**ACTIVITY**
When you spot the word "nose" in a line of the data below, copy that line.

Natural-language object grounding data:
^^^^^^^^

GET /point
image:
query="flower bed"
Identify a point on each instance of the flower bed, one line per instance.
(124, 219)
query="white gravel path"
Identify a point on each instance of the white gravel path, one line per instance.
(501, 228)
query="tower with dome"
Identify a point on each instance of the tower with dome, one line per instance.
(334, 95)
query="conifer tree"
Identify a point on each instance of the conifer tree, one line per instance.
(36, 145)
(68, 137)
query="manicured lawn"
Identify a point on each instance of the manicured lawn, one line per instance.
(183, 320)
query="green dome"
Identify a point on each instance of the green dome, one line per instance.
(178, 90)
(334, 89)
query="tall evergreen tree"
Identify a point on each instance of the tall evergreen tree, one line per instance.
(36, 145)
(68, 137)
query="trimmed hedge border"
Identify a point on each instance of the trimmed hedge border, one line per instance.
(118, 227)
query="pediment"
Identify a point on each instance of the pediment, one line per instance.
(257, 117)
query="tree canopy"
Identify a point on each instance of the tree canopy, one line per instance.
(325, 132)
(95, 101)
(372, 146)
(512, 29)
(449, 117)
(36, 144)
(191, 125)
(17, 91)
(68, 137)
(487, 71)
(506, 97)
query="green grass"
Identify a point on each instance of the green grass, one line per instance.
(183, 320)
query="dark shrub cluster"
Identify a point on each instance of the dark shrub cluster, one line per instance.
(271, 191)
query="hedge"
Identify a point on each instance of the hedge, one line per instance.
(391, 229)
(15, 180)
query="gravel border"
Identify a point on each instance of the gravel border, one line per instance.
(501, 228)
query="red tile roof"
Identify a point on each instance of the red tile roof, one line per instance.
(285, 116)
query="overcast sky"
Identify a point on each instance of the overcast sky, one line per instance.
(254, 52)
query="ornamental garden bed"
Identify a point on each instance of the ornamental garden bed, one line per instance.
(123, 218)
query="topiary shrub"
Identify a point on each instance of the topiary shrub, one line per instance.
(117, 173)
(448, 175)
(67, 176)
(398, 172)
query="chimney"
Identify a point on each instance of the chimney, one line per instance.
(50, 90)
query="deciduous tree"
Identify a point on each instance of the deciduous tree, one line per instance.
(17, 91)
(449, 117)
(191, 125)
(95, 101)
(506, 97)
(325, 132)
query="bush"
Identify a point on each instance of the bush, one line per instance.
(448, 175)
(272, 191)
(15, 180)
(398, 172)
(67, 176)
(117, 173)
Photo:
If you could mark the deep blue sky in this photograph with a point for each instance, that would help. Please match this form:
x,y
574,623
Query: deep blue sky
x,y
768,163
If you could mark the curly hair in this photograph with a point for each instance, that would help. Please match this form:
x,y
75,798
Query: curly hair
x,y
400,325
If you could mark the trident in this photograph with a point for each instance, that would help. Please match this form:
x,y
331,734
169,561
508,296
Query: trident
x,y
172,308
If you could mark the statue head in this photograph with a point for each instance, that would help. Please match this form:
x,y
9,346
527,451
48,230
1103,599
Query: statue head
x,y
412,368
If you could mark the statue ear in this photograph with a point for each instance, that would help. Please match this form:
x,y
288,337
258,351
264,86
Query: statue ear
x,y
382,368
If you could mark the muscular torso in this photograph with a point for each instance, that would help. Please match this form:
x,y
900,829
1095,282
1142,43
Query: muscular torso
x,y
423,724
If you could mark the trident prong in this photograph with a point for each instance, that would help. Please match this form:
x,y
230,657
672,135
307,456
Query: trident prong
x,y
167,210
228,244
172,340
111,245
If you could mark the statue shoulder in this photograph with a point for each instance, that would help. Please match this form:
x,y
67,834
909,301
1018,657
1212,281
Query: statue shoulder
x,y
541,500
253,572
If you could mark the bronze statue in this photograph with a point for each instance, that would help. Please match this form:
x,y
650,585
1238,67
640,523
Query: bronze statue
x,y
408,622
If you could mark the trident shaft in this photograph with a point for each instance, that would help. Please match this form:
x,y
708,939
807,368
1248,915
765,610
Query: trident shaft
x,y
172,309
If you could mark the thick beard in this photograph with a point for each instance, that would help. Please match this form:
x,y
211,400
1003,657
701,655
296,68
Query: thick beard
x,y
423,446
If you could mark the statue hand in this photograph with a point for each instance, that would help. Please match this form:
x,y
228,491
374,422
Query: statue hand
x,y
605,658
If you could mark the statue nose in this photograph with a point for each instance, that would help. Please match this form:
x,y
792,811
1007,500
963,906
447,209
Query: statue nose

^^^^^^^^

**RESPONSE**
If you could mark the statue nose in this photograph with a point for each instance, that would help. Please match this form:
Query: statue nose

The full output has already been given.